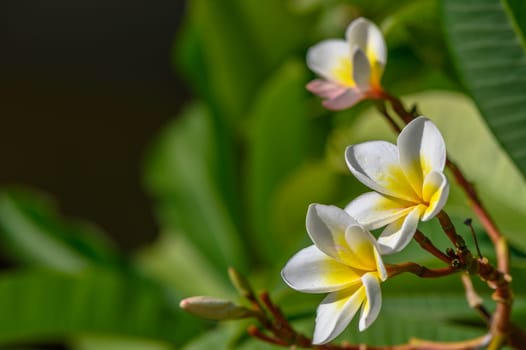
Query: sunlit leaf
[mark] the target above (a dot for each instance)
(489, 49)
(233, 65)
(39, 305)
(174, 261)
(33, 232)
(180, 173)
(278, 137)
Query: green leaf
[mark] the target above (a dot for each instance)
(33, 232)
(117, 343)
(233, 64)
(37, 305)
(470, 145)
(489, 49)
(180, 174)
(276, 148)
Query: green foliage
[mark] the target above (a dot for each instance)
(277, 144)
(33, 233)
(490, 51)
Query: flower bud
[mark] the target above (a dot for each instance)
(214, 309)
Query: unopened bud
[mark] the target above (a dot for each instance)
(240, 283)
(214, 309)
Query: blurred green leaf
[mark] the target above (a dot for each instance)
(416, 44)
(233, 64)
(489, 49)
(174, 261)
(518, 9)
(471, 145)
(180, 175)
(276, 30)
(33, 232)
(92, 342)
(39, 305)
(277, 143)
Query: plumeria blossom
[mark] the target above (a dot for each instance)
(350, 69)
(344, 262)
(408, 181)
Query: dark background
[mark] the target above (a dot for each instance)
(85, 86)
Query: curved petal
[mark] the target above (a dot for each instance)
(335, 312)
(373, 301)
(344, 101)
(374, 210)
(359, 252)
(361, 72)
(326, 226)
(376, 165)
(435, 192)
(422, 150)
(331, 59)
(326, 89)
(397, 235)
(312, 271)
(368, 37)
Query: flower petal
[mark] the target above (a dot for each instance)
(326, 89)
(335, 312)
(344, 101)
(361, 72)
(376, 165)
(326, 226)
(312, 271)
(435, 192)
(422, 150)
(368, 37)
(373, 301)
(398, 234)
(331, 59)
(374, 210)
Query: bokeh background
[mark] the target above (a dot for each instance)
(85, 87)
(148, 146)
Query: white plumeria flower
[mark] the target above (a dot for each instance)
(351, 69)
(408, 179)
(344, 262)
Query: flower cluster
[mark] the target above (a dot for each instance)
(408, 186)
---
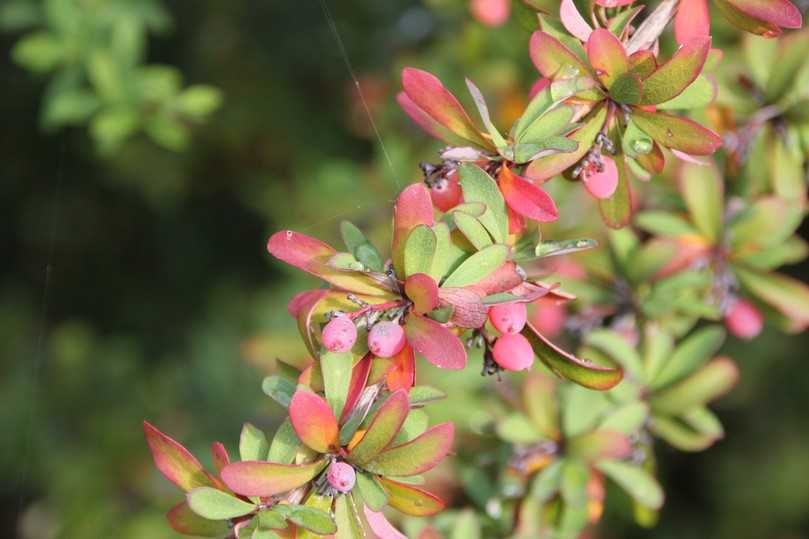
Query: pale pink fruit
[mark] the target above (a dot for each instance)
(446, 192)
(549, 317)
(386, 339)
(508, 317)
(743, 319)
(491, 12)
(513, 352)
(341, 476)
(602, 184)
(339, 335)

* The task
Everything starting at the line containing "Query: unopened bud" and ending at the line containing "Query: flower petal" in the records above should be repeated exactly, and only that.

* Written reply
Query: unopened bud
[mark] the target above (a dot for each instance)
(240, 283)
(214, 309)
Query: blurred green leaf
[mark] the target above (a dot for each instance)
(416, 44)
(233, 64)
(489, 49)
(174, 261)
(518, 9)
(471, 145)
(180, 175)
(276, 30)
(33, 232)
(92, 342)
(39, 305)
(277, 143)
Query: plumeria blossom
[mark] the target above (a dot for each instance)
(350, 69)
(344, 262)
(408, 181)
Query: dark background
[mark] the target above (a dot for each instance)
(85, 86)
Query: curved petal
[mark] the target above (a dot for each instance)
(335, 312)
(373, 301)
(344, 101)
(374, 210)
(359, 252)
(361, 72)
(326, 226)
(376, 165)
(435, 192)
(422, 150)
(331, 59)
(326, 89)
(397, 235)
(312, 271)
(368, 37)
Query: flower petal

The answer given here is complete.